* _Supplied passage_:
=======

# Cabelas coming to Coumbus Ohio!



## nforkoutfitters (Jan 25, 2010)

10tv in columbus ohio, (a quick google search will confirm) announced today that Cabelas will be building a 80000 sq ft store at polaris that will open in spring 2013!


----------



## btownsteel (Nov 18, 2011)

it's about time!!!


----------



## FISHIN216 (Mar 18, 2009)

Building one closer to lake erie would seem wiser....hmmm

Outdoor Hub mobile, the outdoor information engine


----------



## Lundfish (Apr 7, 2010)

FISHIN216 said:


> Building one closer to lake erie would seem wiser....hmmm
> 
> Outdoor Hub mobile, the outdoor information engine


It's probably going to be geared more towards hunters. As there is a ton of hunting down south especially for deer.

The cabelas in Dundee is not far from the western end of Erie that is the most popular for fishing. I can get there in 50 minutes.


----------



## clip (Oct 25, 2007)

Dundee Mi. Is between Lake Erie and lake Michigan plus we also have a Bass Pro and a Gander Mountain in the Toledo area. Most people see the mega retailers as a big plus for their area until the trickle down closes their favorite boat dealer or tackle shop I doubt this will be the end of stores like Mad River but it will effect many others, and the Polaris area is already a cluster ****. In the last few years many good quality gear manufacturers have pulled out of Cabela's stores rather than constantly get beat up on cost terms. I've shopped at the big boys when it was necessary but I still prefer the local guy.


----------



## Fuzzygrub (Nov 1, 2008)

Thanks for the heads up Josh. Polaris is five minutes from my home. YEE-HAW!!!


----------



## brandon0891 (Mar 5, 2008)

There goes my paycheck


----------



## master of steel (Oct 12, 2008)

The online store is great, but the stores are overrated with very little selection, even the one in Michigan. Like I've said before, I'll support the little guy over the corporate stores that try to put them out of business and in most cases fail.


----------



## JFeeds (Apr 14, 2008)

The Wheeling location is closer to me, but I'm down in Columbus a bunch for football season, so I'll have to check it out once its open. For what its worth also, there's a Sonic in Polaris.


----------



## Snakecharmer (Apr 9, 2008)

Sad.....Now they will have to start charging sales tax on online orders...............


----------



## nforkoutfitters (Jan 25, 2010)

master of steel said:


> The online store is great, but the stores are overrated with very little selection, even the one in Michigan. Like I've said before, I'll support the little guy over the corporate stores that try to put them out of business and in most cases fail.

=======

Excerpts from a point labeling dataset:
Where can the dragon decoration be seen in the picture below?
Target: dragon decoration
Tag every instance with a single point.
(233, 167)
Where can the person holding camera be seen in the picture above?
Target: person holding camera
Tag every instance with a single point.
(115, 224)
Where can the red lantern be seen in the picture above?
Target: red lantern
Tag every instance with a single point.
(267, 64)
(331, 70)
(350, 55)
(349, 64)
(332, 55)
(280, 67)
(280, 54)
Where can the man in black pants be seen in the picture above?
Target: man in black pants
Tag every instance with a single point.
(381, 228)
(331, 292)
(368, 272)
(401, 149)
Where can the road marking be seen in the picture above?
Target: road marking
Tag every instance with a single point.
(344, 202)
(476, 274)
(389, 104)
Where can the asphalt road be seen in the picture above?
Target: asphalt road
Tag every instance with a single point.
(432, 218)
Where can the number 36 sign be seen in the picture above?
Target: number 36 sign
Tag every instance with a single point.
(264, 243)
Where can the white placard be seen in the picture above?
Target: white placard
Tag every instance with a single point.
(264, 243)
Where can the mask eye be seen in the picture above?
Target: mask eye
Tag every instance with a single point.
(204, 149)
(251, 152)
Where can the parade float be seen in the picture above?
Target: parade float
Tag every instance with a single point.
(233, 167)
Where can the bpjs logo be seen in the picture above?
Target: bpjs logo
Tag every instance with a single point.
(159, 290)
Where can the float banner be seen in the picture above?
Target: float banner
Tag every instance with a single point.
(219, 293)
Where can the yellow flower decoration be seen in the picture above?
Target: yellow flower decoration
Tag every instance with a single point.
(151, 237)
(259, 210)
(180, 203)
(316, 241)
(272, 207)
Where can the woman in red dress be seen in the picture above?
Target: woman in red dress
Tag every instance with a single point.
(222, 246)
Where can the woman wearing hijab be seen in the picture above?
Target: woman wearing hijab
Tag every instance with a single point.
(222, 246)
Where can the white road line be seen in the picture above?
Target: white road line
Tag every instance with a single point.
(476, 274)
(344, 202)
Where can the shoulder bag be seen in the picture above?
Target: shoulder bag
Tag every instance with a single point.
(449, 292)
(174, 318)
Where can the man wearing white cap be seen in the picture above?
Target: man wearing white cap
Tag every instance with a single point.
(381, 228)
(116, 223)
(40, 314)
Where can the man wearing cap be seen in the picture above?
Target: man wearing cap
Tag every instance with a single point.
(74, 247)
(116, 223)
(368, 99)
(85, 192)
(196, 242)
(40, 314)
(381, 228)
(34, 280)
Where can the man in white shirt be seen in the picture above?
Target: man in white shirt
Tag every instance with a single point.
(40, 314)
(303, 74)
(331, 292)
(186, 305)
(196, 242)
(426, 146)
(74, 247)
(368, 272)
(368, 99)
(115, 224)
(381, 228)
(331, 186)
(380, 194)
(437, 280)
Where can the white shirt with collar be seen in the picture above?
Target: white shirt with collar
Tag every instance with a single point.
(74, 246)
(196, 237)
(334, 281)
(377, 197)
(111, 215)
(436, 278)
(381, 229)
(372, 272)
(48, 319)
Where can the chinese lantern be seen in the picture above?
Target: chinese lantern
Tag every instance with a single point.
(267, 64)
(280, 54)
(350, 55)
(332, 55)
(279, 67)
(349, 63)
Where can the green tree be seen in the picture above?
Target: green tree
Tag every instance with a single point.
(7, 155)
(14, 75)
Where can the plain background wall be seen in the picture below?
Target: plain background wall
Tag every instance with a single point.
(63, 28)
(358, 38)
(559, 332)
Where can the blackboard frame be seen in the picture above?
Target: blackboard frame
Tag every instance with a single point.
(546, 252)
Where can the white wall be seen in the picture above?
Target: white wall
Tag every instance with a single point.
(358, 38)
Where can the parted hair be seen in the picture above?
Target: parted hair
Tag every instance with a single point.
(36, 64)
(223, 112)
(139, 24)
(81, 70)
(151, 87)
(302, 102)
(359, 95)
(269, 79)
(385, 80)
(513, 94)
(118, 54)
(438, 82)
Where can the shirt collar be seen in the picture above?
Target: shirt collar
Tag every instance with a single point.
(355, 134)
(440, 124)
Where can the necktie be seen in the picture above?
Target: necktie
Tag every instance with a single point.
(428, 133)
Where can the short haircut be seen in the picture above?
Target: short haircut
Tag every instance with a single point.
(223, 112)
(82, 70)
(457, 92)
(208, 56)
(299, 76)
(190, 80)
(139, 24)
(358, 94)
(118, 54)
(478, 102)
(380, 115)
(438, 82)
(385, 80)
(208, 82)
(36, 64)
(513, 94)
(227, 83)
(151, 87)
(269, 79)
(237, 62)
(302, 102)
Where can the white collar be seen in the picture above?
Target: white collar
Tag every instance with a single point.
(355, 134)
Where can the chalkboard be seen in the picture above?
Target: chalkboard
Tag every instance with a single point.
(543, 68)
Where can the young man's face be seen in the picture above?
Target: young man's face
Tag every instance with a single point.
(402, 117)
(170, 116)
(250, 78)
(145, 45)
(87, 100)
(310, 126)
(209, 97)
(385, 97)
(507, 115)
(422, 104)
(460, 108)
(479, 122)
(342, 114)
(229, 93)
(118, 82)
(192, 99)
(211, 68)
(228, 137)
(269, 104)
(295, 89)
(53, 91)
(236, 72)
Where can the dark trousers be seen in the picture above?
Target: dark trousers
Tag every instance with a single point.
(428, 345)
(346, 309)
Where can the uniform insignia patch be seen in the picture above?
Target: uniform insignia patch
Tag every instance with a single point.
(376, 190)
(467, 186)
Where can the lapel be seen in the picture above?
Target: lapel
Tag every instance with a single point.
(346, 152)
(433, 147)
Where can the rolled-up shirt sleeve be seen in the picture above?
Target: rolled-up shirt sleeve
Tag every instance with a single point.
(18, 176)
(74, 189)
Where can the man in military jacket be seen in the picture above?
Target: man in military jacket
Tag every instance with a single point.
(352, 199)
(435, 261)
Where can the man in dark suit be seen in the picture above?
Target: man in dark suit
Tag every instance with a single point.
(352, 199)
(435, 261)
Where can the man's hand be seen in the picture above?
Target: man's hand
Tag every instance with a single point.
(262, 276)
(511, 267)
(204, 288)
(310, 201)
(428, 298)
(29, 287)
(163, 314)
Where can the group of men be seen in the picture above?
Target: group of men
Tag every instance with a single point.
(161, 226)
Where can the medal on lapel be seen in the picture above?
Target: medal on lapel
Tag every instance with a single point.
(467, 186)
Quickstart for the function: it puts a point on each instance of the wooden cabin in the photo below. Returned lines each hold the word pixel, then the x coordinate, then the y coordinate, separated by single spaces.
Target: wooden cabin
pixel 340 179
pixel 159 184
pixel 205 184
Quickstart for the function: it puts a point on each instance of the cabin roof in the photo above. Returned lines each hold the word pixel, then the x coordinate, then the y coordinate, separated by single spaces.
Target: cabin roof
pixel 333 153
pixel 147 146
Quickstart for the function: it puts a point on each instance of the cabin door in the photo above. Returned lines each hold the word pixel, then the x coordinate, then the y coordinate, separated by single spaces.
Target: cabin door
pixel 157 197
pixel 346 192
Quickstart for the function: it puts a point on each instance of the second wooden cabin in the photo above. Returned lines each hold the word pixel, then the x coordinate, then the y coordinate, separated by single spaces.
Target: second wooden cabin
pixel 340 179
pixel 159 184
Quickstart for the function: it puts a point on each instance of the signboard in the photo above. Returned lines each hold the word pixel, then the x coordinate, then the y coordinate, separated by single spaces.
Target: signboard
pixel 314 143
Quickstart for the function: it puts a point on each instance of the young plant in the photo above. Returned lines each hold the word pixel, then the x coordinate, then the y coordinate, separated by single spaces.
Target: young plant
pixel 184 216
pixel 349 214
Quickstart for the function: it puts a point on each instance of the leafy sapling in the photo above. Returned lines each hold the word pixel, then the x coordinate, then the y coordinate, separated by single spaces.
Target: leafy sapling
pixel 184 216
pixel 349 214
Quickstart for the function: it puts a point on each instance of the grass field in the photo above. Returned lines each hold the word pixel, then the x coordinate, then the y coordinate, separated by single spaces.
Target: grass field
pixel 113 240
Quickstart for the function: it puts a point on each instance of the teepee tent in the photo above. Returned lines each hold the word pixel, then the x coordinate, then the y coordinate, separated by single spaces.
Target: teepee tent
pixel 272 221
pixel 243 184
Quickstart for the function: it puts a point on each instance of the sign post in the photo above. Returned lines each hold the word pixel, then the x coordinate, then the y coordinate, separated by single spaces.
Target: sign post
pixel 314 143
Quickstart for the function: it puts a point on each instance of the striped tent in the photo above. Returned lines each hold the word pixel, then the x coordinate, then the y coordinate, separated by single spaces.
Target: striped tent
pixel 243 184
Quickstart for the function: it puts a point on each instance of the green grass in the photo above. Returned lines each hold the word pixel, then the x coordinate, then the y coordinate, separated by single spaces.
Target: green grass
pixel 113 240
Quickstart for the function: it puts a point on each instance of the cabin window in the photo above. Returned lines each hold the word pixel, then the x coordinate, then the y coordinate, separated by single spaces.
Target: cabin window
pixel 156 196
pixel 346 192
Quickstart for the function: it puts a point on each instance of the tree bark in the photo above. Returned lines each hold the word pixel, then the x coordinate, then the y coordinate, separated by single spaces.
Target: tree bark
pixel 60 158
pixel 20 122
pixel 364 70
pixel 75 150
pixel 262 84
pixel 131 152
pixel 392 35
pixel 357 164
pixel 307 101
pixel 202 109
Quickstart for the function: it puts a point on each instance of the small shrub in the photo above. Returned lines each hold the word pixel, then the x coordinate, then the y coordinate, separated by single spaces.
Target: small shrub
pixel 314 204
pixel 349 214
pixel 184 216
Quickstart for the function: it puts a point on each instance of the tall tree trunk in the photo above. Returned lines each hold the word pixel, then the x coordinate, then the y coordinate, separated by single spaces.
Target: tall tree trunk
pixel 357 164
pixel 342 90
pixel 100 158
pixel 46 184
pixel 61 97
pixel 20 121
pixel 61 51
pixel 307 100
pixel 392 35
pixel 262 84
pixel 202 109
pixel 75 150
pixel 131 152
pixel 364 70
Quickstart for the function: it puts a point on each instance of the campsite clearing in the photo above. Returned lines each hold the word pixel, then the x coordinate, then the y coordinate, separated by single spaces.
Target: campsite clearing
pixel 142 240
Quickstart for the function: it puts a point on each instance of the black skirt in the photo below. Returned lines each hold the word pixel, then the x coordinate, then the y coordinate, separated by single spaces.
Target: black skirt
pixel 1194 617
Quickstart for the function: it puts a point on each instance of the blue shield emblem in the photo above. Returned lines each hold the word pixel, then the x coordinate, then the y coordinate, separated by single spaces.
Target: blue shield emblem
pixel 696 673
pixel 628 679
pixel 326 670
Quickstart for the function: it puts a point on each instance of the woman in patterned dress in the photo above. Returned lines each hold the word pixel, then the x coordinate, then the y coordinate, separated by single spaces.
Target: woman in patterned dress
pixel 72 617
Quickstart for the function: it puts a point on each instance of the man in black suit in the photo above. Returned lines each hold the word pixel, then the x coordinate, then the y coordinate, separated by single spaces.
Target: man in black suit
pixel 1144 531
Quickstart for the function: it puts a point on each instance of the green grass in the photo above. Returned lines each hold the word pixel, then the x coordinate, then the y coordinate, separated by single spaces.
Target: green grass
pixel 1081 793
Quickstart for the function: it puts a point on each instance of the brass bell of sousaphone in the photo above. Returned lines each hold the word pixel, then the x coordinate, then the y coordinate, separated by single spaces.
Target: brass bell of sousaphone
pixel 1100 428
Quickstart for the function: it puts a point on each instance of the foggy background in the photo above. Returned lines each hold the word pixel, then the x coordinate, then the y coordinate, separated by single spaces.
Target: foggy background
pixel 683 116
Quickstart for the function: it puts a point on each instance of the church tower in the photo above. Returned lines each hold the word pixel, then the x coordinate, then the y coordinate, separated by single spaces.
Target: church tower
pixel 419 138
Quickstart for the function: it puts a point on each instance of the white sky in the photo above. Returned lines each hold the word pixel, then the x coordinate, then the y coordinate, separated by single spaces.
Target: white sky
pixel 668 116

=======

* _Goals_:
1. From the forum thread about the Cabela's store coming to Columbus, quote the passage starting with "The cabelas in" and going on through "the local guy.".
2. In the forum thread about the Columbus Cabela's, what size is the announced store said to be?
3. Please carry on the forum thread about the Columbus Cabela's from the point where it stops.

* _Responses to the exercise_:
1.
The cabelas in Dundee is not far from the western end of Erie that is the most popular for fishing. I can get there in 50 minutes.


----------



## clip (Oct 25, 2007)

Dundee Mi. Is between Lake Erie and lake Michigan plus we also have a Bass Pro and a Gander Mountain in the Toledo area. Most people see the mega retailers as a big plus for their area until the trickle down closes their favorite boat dealer or tackle shop I doubt this will be the end of stores like Mad River but it will effect many others, and the Polaris area is already a cluster ****. In the last few years many good quality gear manufacturers have pulled out of Cabela's stores rather than constantly get beat up on cost terms. I've shopped at the big boys when it was necessary but I still prefer the local guy.

2. 80000 sq ft.

3.
I would hardly say that any cabelas retail store has very little selection. Actually I doubt very much you will find a "little guy" who is gonna have more selection in the area. Also I doubt u can find anywhere in cabelas mission statement that one of their goals is to put local shops out of business. You need to realize that cabelas started out as the "little guy" once and there is a reason why they have grown so much in 50 short years. They offer quality products at great prices and their customer service policies are second to none period. This store will be a welcome addition to the area.


Outdoor Hub mobile, the outdoor information engine


----------



## nforkoutfitters (Jan 25, 2010)

Fuzzygrub said:


> Thanks for the heads up Josh. Polaris is five minutes from my home. YEE-HAW!!!


You say yee haw now, but wait until Bret gets in there and sees all those new fly rods!


Outdoor Hub mobile, the outdoor information engine


----------



## clip (Oct 25, 2007)

I was thinking the same thing a snakecharmer for those who order online. Also anyone who thinks Cabelas doesn't intend to put as many small retailers out of business as has no business savvy at all. Some groups that will benefit are the local chapters of say DU, PF etc. That need donations for their fundraisers.


----------



## nforkoutfitters (Jan 25, 2010)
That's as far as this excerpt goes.